Stated task
Count the lines below that contain the string "white", treating uppercase and lowercase letters as distinct. State only the number.

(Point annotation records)
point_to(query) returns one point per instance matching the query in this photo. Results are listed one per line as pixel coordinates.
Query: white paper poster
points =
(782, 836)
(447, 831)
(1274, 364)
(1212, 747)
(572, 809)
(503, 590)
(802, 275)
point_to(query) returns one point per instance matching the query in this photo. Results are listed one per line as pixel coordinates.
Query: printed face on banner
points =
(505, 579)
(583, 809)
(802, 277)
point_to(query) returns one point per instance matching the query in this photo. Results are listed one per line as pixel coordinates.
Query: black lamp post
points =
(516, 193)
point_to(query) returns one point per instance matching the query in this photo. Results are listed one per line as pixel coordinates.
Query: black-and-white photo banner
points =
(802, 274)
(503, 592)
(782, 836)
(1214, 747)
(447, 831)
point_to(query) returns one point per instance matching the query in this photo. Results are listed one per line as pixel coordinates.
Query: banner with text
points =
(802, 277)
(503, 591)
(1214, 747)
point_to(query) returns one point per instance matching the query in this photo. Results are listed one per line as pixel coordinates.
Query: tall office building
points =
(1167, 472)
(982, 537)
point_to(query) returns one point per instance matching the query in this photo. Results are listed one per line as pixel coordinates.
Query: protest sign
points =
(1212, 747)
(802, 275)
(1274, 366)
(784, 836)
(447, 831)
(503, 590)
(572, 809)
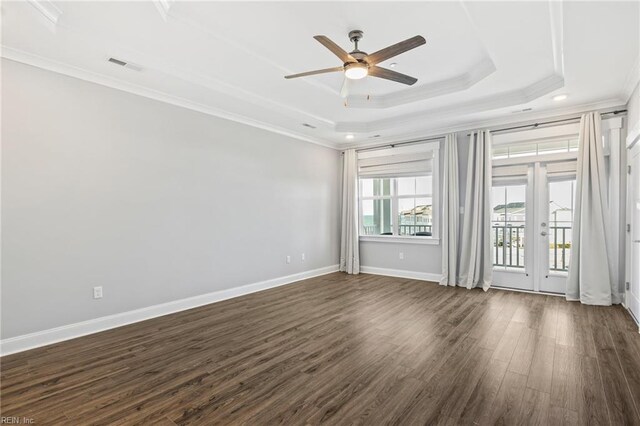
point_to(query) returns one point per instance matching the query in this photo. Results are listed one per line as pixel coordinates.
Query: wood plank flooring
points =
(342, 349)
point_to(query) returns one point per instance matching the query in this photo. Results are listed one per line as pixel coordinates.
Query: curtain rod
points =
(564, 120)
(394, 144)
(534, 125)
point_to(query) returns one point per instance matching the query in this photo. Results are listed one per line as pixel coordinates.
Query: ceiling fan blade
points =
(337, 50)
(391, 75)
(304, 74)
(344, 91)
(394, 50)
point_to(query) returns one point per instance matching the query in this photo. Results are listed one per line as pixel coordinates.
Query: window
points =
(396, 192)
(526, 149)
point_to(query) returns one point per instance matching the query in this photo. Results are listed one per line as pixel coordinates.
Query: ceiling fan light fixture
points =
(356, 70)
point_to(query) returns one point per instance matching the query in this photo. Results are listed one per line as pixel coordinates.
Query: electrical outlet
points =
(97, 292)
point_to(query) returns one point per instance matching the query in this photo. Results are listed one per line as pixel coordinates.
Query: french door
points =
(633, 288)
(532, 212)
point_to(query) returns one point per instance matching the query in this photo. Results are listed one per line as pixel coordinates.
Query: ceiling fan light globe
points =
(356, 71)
--
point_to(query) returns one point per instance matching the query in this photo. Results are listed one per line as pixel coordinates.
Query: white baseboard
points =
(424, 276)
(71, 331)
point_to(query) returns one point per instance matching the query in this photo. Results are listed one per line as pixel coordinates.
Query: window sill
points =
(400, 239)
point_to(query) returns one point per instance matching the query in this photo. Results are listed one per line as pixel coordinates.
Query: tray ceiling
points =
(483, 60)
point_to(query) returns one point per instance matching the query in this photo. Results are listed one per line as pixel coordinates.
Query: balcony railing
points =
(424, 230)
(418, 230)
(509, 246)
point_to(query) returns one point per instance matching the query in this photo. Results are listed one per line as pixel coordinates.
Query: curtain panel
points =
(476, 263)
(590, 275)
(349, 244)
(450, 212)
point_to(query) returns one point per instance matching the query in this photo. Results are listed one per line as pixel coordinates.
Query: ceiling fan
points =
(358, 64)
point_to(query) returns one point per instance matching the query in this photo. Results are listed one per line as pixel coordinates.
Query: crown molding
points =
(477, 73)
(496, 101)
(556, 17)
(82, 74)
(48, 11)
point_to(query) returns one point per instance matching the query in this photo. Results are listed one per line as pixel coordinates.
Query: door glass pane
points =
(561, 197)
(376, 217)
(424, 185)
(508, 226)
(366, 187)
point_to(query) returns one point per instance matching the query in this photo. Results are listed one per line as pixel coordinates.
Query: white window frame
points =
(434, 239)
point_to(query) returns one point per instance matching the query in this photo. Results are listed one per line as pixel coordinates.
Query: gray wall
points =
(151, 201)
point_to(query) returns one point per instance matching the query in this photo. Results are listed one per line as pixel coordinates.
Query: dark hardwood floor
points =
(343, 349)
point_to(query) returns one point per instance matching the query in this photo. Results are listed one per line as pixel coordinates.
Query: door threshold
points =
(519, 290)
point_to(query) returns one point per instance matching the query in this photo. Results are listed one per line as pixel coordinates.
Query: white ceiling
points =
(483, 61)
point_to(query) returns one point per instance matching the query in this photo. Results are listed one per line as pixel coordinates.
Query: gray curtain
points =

Correct output
5